**Problem statement:**
Every single record below is to be reproduced exactly.

**Supplied material:**
——————

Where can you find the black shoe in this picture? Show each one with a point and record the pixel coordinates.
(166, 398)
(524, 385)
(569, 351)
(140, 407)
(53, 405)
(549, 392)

——————

**Solution to this task:**
Where can you find the black shoe in this picture? Show each one with a point and record the pixel coordinates.
(166, 398)
(524, 385)
(569, 351)
(140, 407)
(53, 405)
(549, 392)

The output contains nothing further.